* Available data
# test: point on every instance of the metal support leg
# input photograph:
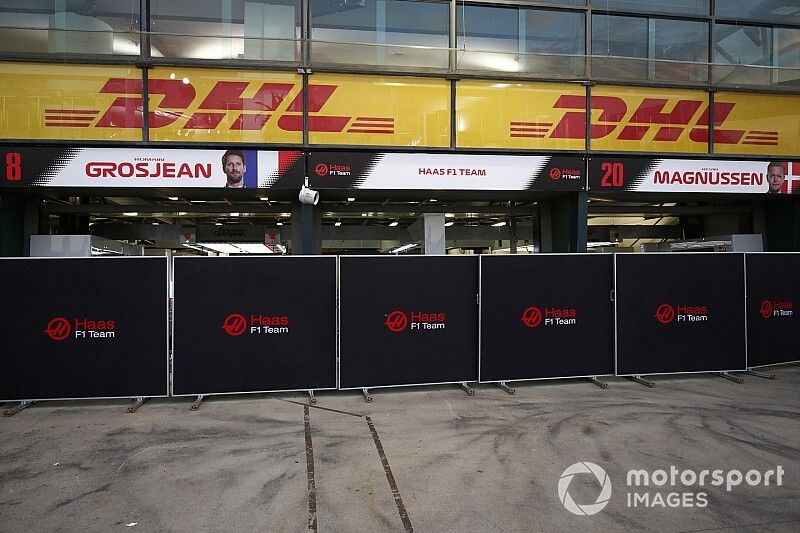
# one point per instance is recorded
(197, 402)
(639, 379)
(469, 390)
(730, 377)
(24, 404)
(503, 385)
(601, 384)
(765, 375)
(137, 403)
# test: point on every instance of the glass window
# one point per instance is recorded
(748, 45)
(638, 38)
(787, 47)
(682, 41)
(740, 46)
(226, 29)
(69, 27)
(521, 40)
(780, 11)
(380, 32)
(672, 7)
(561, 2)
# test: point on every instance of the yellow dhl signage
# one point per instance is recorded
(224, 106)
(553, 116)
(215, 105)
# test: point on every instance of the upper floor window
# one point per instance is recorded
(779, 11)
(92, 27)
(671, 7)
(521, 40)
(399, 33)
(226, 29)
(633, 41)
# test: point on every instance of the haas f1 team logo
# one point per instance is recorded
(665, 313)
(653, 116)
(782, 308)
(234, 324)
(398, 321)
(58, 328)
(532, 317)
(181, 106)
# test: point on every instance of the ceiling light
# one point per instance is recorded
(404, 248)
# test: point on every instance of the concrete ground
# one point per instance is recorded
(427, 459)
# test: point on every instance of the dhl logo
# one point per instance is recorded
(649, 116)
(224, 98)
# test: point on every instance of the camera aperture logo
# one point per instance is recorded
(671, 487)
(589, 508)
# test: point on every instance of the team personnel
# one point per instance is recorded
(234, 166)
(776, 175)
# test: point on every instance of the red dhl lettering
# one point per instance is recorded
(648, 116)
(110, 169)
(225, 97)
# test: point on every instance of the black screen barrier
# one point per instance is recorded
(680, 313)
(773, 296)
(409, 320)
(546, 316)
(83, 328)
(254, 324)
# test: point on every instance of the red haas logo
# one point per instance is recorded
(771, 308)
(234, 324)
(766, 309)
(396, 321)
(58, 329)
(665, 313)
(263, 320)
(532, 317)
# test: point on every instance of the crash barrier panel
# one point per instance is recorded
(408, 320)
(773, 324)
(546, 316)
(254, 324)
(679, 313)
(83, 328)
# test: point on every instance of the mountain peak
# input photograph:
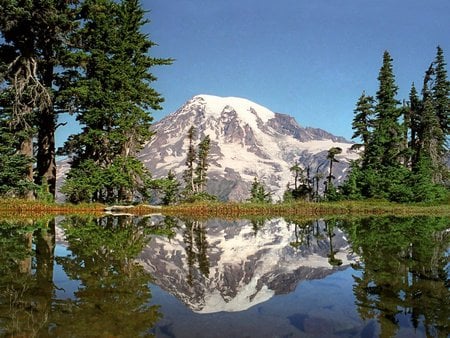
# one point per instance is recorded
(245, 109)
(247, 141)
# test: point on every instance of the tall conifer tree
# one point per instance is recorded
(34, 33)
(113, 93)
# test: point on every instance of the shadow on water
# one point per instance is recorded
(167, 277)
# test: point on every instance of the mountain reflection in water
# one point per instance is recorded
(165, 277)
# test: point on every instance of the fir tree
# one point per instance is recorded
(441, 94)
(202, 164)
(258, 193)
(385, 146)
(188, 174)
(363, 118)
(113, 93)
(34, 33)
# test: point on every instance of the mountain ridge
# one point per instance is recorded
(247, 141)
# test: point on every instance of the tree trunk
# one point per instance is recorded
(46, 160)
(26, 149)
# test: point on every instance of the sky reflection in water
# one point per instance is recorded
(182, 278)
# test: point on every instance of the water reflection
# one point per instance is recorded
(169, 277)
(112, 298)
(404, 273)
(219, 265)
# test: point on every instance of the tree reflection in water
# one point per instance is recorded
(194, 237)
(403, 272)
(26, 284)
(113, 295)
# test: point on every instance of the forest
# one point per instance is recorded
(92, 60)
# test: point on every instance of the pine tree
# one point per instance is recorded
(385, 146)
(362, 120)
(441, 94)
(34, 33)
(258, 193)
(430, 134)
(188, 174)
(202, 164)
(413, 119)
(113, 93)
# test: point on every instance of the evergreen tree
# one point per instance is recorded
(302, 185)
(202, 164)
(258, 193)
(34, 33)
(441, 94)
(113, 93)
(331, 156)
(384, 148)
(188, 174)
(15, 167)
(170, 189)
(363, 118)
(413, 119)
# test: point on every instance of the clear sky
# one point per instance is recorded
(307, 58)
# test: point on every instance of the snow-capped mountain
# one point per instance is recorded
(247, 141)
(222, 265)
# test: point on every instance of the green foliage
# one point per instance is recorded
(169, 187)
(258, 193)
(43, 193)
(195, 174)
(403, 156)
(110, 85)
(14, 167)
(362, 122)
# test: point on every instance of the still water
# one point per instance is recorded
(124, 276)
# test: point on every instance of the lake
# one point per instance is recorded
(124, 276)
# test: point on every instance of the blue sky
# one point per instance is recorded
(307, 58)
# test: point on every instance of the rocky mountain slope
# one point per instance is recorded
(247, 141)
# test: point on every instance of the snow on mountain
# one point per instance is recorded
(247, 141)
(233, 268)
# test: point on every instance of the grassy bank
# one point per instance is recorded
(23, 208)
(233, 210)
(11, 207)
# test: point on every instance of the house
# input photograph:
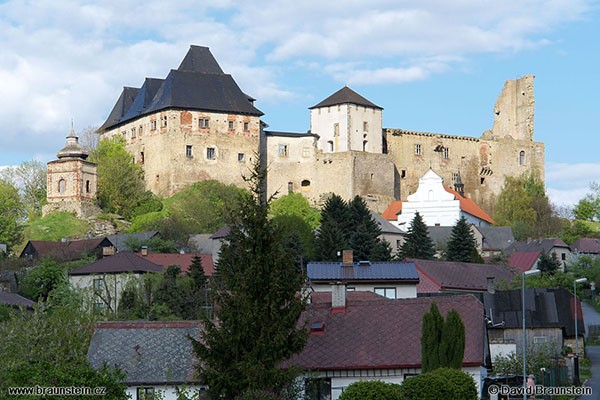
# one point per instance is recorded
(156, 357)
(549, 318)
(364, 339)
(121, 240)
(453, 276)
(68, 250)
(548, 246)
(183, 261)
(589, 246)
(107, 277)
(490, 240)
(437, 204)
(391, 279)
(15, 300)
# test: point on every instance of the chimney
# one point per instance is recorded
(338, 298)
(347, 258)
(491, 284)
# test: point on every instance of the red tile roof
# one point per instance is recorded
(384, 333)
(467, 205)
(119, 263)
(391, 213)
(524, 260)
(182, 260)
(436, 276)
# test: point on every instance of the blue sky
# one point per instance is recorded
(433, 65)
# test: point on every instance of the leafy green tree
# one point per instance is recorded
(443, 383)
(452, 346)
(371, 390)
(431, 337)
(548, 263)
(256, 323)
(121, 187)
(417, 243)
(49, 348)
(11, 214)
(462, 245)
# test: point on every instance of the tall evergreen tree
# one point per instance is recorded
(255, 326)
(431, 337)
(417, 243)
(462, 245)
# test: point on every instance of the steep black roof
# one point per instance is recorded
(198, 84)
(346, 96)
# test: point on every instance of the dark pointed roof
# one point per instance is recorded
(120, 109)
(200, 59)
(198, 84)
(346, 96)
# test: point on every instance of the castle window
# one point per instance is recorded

* Task prompt
The word "tall" may turn up on some lines of these records; say how many, with no other words.

* Output for this exercise
2